Transcribe every entry exactly, leaving out any pictures.

(Stored data entries)

[Start of Attachment]

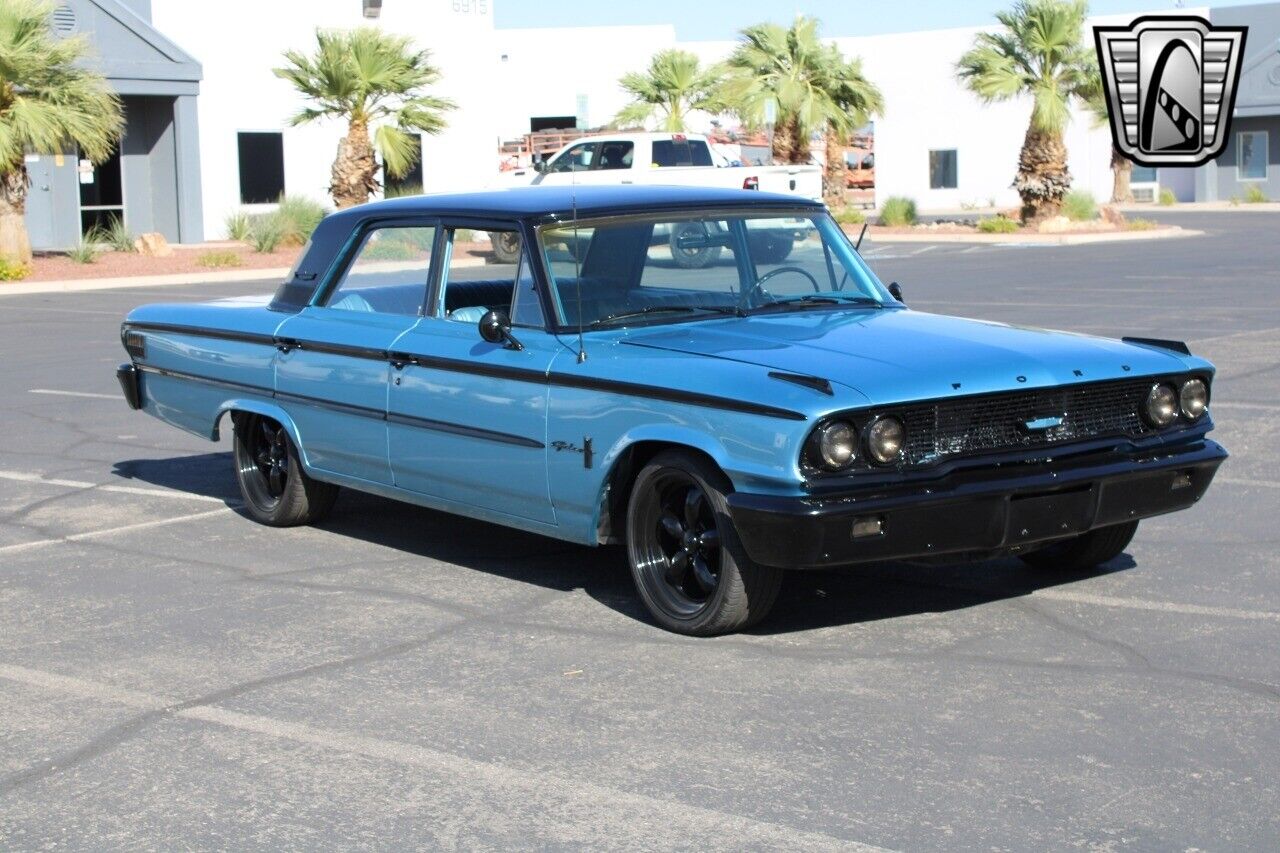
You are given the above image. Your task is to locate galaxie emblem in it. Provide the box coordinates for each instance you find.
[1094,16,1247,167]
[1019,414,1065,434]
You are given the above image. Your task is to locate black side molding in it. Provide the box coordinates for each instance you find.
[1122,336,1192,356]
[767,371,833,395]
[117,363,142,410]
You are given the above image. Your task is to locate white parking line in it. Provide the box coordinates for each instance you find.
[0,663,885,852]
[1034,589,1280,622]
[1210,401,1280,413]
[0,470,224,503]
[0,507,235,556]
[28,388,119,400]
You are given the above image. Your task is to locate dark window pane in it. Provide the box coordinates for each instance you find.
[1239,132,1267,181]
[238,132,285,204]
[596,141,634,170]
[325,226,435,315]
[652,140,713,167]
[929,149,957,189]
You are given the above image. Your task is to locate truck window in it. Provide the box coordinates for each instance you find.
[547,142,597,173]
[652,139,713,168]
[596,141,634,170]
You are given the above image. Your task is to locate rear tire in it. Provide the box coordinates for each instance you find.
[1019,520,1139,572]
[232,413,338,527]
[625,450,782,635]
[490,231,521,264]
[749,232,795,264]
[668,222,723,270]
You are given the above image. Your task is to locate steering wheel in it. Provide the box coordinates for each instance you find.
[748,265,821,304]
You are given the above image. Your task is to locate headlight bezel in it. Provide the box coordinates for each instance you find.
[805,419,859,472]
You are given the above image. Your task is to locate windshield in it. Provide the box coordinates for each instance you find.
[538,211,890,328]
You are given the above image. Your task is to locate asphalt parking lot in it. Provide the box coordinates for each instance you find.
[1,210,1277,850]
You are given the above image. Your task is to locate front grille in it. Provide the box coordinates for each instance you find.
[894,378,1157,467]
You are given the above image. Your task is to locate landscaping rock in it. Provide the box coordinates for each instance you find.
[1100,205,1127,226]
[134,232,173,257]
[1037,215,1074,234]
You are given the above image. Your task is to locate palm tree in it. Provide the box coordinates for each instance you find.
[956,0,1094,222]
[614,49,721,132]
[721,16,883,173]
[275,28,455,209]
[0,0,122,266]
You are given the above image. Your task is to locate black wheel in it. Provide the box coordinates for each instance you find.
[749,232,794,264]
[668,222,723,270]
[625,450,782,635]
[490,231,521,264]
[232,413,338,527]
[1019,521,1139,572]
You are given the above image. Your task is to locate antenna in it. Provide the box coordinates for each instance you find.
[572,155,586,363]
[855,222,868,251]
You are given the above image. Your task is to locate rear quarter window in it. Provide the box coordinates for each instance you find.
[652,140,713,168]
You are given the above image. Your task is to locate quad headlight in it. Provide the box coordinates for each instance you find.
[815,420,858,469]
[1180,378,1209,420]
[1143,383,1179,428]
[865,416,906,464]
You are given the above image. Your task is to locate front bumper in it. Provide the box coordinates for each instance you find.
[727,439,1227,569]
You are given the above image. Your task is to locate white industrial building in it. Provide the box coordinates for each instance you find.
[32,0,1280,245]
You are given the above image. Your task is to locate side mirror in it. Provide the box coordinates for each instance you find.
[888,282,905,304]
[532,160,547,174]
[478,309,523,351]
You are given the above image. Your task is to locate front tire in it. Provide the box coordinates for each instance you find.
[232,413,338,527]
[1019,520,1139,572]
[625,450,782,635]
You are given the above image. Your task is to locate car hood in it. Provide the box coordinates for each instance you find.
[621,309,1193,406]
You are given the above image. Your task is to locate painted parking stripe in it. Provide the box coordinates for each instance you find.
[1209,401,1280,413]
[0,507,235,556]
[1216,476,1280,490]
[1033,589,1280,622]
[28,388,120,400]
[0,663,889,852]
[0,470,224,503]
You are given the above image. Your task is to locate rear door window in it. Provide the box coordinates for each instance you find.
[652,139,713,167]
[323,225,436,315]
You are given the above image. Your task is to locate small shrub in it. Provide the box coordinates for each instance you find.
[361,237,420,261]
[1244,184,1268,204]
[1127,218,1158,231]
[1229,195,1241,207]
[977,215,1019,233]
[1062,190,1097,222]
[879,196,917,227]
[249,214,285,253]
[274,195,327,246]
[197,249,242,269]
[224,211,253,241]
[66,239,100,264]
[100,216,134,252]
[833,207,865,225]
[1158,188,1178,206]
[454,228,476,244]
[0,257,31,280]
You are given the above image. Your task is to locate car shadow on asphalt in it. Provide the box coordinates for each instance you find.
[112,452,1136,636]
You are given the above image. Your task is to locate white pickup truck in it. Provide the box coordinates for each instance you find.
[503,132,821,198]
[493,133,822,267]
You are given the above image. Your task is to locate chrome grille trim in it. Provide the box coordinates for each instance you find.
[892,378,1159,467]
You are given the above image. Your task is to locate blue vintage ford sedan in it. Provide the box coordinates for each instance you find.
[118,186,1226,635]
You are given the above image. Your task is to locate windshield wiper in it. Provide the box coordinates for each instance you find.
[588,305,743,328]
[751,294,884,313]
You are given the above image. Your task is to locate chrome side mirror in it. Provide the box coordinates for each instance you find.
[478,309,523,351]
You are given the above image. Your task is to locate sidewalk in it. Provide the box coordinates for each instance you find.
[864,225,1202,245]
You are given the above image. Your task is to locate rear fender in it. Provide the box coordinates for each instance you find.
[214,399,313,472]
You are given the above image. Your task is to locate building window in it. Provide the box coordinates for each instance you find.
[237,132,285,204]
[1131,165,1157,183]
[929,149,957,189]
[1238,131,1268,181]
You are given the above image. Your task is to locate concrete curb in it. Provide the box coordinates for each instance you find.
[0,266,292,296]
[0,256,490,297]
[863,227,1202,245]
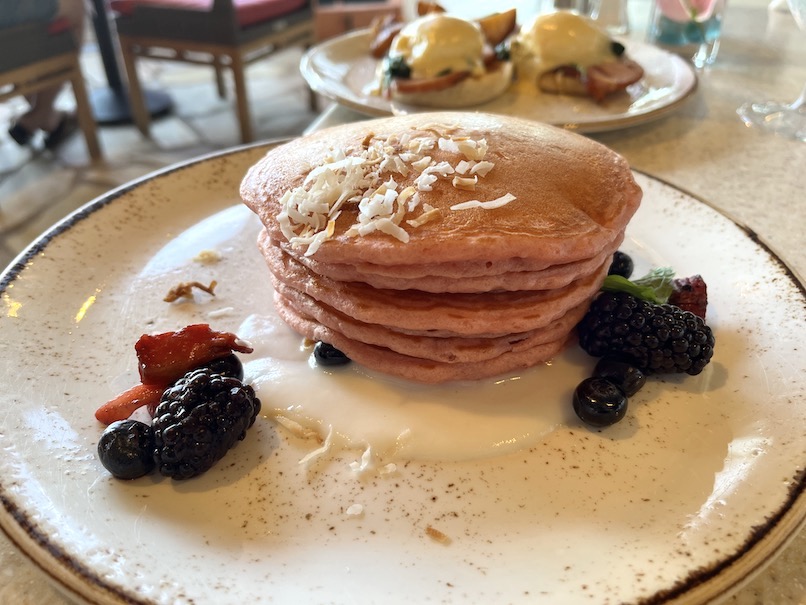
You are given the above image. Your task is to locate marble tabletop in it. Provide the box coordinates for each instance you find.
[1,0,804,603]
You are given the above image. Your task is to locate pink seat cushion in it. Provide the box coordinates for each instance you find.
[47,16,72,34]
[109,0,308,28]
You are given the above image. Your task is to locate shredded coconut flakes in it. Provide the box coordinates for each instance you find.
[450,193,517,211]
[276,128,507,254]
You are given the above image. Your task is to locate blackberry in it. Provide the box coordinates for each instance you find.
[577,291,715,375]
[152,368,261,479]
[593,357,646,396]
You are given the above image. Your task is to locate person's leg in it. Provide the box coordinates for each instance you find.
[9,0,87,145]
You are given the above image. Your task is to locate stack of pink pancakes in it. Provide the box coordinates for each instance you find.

[End of Attachment]

*RESPONSE AREA*.
You are given the above image. Your task is to locate galaxie emblem in it. Provide the box coordinates for each instance you find.
[1094,16,1247,167]
[1019,414,1065,434]
You are given the above image. Your task is to locate black side molding in it. Provide the box coordinates for each instance you find.
[1122,336,1192,356]
[767,371,833,395]
[117,363,142,410]
You are given the above image. Your task is to locate white parking line in it. Provide the box coordinates for each instance you find.
[0,663,885,852]
[1034,589,1280,622]
[1210,401,1280,413]
[0,470,224,503]
[0,507,235,556]
[28,388,119,400]
You are given the above image. Your task is to locate dark window pane in it. Provide the box coordinates for each instance you find.
[1239,132,1267,181]
[238,132,285,204]
[596,141,634,170]
[325,226,435,315]
[652,140,713,167]
[929,149,957,189]
You are given the above image. Your task is to locate truck window in it. Provide the box coordinates for each instance you find.
[547,142,597,173]
[652,139,713,168]
[596,141,634,170]
You are given the above image. Your task is to locate rear tire in it. Provide the box coordinates for each instance you find.
[1019,520,1139,572]
[232,413,338,527]
[625,450,782,635]
[490,231,521,264]
[749,232,795,264]
[668,222,723,270]
You are given the above image. Your task is to locate steering wheel in it. Provide the box coordinates for each instance you find.
[748,265,821,304]
You are given the above image. Your task is to locate headlight bezel in it. Provide the box coordinates for each instance you find.
[805,419,859,472]
You are given the above image. Your task is to locate windshield in it. Provide the box coordinates for each instance you find.
[538,211,890,328]
You are given the above image. Your task is to locate asphalt parking lot in it. Provide the box coordinates for each instance you find.
[1,210,1277,850]
You are given the above image. Your task is to locate front grille in it. Provide the box coordinates for each instance you find.
[894,378,1157,467]
You are given the above image. Your task is to locate landscaping rock in it. Provide the box coordinates for each instance you find.
[1100,205,1127,226]
[134,232,173,257]
[1037,215,1074,234]
You are given the above image. Your task is to locate palm tree in it. Provide the box coordinates for each instance you find.
[956,0,1094,222]
[614,49,721,132]
[721,16,883,173]
[275,28,455,209]
[0,0,122,266]
You are given the above image. Your task is to locate black wheel in it. Provide the box coordinates for each instance you find.
[749,232,794,264]
[668,222,723,270]
[625,450,782,635]
[490,231,521,264]
[232,413,338,527]
[1019,521,1139,572]
You are given the above image. Your task is to locate antenna in it. Provide the box coordinates for each instance you find.
[572,155,586,363]
[855,222,868,251]
You are given the above image. Your task is to locate rear quarter window in it. Provide the box coordinates for each instance you find.
[652,140,713,168]
You are given the above image. Your task is to locate quad headlight in it. Provide the box coordinates for each instance you find.
[815,420,858,469]
[1180,378,1209,420]
[1143,383,1179,428]
[865,416,906,464]
You are given the above image. Your task is to locate front bumper in it. Provide the box coordinates for each instance you find.
[727,439,1227,569]
You are given the above image. Your task is to locate white industrial building in it. Provide the box coordinates for each instance you find.
[32,0,1280,245]
You are given the above image. Your task is to locate side mirror in it. Provide the box coordinates for each instance you find.
[888,282,905,304]
[532,160,547,174]
[478,309,523,351]
You are given the above image. Your task is to locate front tire in it. Provide the box coordinates for each instance you find.
[232,413,338,527]
[1019,520,1139,572]
[625,450,782,635]
You are given the above image. Your task is to locate car hood in it. Provide the box coordinates for each instance you find.
[621,309,1193,406]
You are given the above image. Your task is to locate painted parking stripe in it. Provide the box coordinates for each instance you find.
[1209,401,1280,413]
[0,507,235,556]
[1216,476,1280,490]
[1033,589,1280,622]
[28,388,120,400]
[0,663,889,852]
[0,470,224,503]
You are given the above image. Your task is to locate rear door window in it. Provide the box coordinates for each instance you find.
[652,139,713,167]
[323,225,436,315]
You are given the above image. Your task is to locate small shrub in it. Provide the box coordinates for each instance you find.
[361,237,420,261]
[1244,184,1268,204]
[1127,218,1158,231]
[1229,195,1241,207]
[977,215,1019,233]
[1062,190,1097,222]
[879,196,917,227]
[249,214,285,253]
[274,195,327,246]
[197,249,242,269]
[224,211,253,241]
[66,239,100,264]
[100,216,134,252]
[833,207,865,225]
[1158,188,1178,206]
[454,228,476,244]
[0,257,31,280]
You are given the above image. Your task is to locate car shadow on asphalt in it. Provide the box coordinates for each instance you find.
[112,452,1136,636]
You are given the above image. Your task is to locate white pickup truck in it. Provide the box coordinates for each instance you find.
[503,132,821,198]
[493,133,822,267]
You are given the above image. Your task is to locate chrome grille trim in it. Provide the box coordinates for each instance you find.
[892,378,1159,467]
You are given the above image. Your task is to locate blue vintage ford sedan in it. Provide the box coordinates for each instance you find.
[118,186,1226,635]
You are given the above image. Your task is to locate windshield wiper in it. Provide the box coordinates for each instance you find.
[588,305,743,328]
[751,294,884,313]
You are given the above image. Your task is to locate chrome side mirror in it. Provide the box coordinates for each instance you find.
[478,309,523,351]
You are given the above image. Your task is to locate sidewalk in it. Provide the box coordinates for each instance you find.
[864,225,1202,245]
You are given the above image. Your task is to locate rear fender in it. Provide the box coordinates for each instance you find.
[214,399,313,472]
You are given the above image. Your task is to locate building window in it. Provide the box coordinates for each instance you find.
[237,132,285,204]
[1131,165,1157,183]
[929,149,957,189]
[1238,131,1268,181]
You are given the above image. Your task is to locate concrete curb in it. Provide the box coordinates for each instance you find.
[0,266,292,296]
[0,256,490,297]
[863,227,1202,245]
You are given the above image. Your task is to locate marble tabletop in it. Provide the box coordinates for each instance you find.
[1,0,804,603]
You are given the above image. Your task is to locate pink seat cushion in it. Provide the box coordinates for each instance you find.
[47,16,72,34]
[109,0,308,28]
You are given the above image. Your task is to locate shredded coconut flakes in it. Provide the box coordinates for each instance you find.
[450,193,517,211]
[276,128,507,254]
You are given the above image. Your task is to locate blackberry in it. Provide the box coordinates for each instance you find.
[577,291,715,375]
[152,368,261,479]
[593,357,646,396]
You are given the above image. Your task is to locate person's leg in it. Provide the box coordinates for each instance you find.
[9,0,87,145]
You are given the above image. Your task is to locate stack of pink pancakes in it. Provide the box coordinates for each instance you find.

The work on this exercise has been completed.